--- Material to process Enclosed Below ---

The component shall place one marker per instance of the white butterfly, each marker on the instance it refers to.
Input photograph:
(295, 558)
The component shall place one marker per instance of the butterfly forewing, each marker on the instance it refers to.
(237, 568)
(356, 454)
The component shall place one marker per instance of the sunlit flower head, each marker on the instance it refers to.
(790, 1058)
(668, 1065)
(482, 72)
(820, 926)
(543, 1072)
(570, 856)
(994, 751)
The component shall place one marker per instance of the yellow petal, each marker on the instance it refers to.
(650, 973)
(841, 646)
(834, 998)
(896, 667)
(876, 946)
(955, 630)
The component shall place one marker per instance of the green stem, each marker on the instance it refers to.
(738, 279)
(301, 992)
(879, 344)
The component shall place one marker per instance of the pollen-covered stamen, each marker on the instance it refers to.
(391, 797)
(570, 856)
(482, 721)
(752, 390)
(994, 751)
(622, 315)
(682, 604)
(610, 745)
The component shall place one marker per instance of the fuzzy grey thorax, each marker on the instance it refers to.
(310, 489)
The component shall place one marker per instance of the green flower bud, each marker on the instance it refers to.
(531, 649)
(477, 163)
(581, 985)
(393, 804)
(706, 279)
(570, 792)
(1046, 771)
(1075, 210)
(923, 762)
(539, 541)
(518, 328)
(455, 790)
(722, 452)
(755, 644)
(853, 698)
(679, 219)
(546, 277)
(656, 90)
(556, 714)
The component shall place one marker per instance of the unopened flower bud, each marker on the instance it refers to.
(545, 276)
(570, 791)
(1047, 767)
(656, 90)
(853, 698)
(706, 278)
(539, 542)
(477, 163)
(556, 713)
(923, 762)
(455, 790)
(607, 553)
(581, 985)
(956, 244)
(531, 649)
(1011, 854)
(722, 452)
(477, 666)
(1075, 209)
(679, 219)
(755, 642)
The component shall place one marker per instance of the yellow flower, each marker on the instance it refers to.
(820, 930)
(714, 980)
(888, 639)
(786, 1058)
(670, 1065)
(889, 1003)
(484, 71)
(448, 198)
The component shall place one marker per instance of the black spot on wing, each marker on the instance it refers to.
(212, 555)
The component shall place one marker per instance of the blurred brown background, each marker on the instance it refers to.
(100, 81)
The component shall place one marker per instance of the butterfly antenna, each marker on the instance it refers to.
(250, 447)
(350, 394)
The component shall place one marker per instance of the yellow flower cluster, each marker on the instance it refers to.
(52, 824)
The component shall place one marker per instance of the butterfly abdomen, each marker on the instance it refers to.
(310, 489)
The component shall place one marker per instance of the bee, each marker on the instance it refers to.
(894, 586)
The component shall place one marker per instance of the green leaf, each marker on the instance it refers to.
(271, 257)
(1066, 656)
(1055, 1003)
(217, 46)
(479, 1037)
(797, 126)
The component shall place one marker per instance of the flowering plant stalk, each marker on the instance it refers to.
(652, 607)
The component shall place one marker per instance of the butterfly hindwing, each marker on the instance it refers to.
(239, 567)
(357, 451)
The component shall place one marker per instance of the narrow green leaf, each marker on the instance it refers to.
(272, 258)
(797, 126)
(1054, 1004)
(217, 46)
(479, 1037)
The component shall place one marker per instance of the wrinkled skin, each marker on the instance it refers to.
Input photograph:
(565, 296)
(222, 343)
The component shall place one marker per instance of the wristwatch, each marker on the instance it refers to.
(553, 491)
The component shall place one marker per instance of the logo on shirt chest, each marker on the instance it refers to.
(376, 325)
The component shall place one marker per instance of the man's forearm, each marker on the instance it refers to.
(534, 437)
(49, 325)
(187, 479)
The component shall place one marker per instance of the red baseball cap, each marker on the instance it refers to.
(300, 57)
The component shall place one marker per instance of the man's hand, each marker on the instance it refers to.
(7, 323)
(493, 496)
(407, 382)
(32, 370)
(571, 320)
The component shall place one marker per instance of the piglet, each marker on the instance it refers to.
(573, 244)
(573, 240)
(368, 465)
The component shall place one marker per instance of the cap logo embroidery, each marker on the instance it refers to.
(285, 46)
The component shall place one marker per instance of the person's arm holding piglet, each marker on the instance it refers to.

--- End of Enclosed Material to process ---

* Problem description *
Please retype all of the records, keeping each line exactly as it is.

* Answer section *
The component shall place one marker per instance of the white butterfly, each marker on the instance it refers to.
Input photograph:
(295, 558)
The component shall place one marker per instance of the butterfly forewing, each marker on the instance it refers to.
(237, 568)
(356, 454)
The component shall place one marker per instance of the sunlit flower head, each marker on the instance it refers to.
(790, 1058)
(668, 1065)
(482, 72)
(820, 926)
(543, 1072)
(570, 856)
(994, 751)
The component shall place one marker per instance of the yellow petal, each marker on the instance it refers to.
(650, 973)
(841, 646)
(834, 998)
(896, 667)
(876, 946)
(955, 630)
The component shall place one marker per instance of the green stem, each marker on the instance it refers to.
(738, 279)
(301, 992)
(879, 344)
The component shall place one marker per instance of the pollen-covered stamen, each marker on the instance it refers to.
(391, 797)
(570, 856)
(482, 721)
(752, 390)
(994, 751)
(622, 315)
(682, 604)
(610, 745)
The component shall place one marker per instance of the fuzzy grey thorax, each marker on the instance it refers to.
(310, 489)
The component shall place one marker per instance of the green flower bud, each marker on the instance it refers to.
(531, 649)
(477, 163)
(581, 985)
(393, 804)
(706, 279)
(570, 792)
(1046, 771)
(1075, 210)
(923, 762)
(539, 541)
(518, 328)
(455, 790)
(722, 452)
(755, 644)
(853, 698)
(679, 219)
(546, 277)
(656, 90)
(556, 714)
The component shall place one marker per instance of the unopened flower bud, each marker on the instance it refers to.
(545, 276)
(570, 791)
(1047, 767)
(656, 90)
(853, 698)
(706, 278)
(539, 542)
(477, 163)
(556, 713)
(923, 762)
(455, 790)
(607, 553)
(581, 985)
(956, 244)
(531, 649)
(1011, 854)
(722, 452)
(477, 666)
(1075, 209)
(679, 219)
(755, 642)
The component shall place one marker per instance of the yellow flower, each marker on the instance it refers to.
(820, 930)
(714, 980)
(888, 639)
(786, 1058)
(670, 1065)
(889, 1003)
(484, 71)
(448, 198)
The component shall place one marker per instance of the black spot on wing, each marker on the instance it refers to.
(212, 555)
The component shall place one marker per instance of the blurred brown background, each marker on the instance it refers to.
(100, 81)
The component shall place one marker per instance of the butterfly antenna, each marker on the instance it refers to.
(250, 447)
(350, 394)
The component shall place one marker per instance of the yellow flower cluster, each marker on the instance it refers to.
(52, 824)
The component shall place one marker per instance of the butterfly abdomen, each marker on the instance it refers to.
(310, 489)
The component shall place one marker per instance of the bee, each marker on the instance it refers to.
(894, 586)
The component shall place one marker per instance of the green leaf, each marker on the instance it refers to.
(271, 257)
(1066, 656)
(1055, 1003)
(217, 46)
(479, 1037)
(797, 126)
The component shall place one marker per instance of the flowering plant stalk, each marker on the instance it refers to.
(652, 607)
The component shall place one marker per instance of the butterfly hindwing, each marker on the instance it refers to.
(239, 567)
(357, 451)
The component shall place one marker per instance of the narrow green leaf, each marker on the instance it refers to.
(272, 258)
(797, 126)
(1054, 1004)
(217, 46)
(479, 1037)
The component shall place one marker per instance of the wrinkled skin, each marker on the instance it refers to.
Input photograph:
(565, 296)
(222, 343)
The component shall place one marker per instance of the wristwatch, each marker on the instance it refers to.
(553, 491)
The component shall place one marker per instance of the logo on shirt chest, each marker on the instance it refers to.
(376, 325)
The component shall place one marker per instance of the man's forearm, each marker on the instance it refers to.
(534, 437)
(49, 325)
(187, 479)
The component shall place one marker per instance of the red baseball cap, each marker on the instance it refers to.
(300, 57)
The component shall place one marker per instance of the man's hand, each marker on the instance it refers to.
(7, 323)
(493, 496)
(407, 382)
(32, 370)
(571, 320)
The component shall place one marker per instance of the piglet, each marker on the instance it refers to.
(573, 244)
(573, 240)
(368, 465)
The component shall place one marker per instance of the cap logo embroidery, each marker on the instance it refers to.
(285, 46)
The component shall place one marker per instance of the person's arm holding piglet, each marker on the instance it refers to.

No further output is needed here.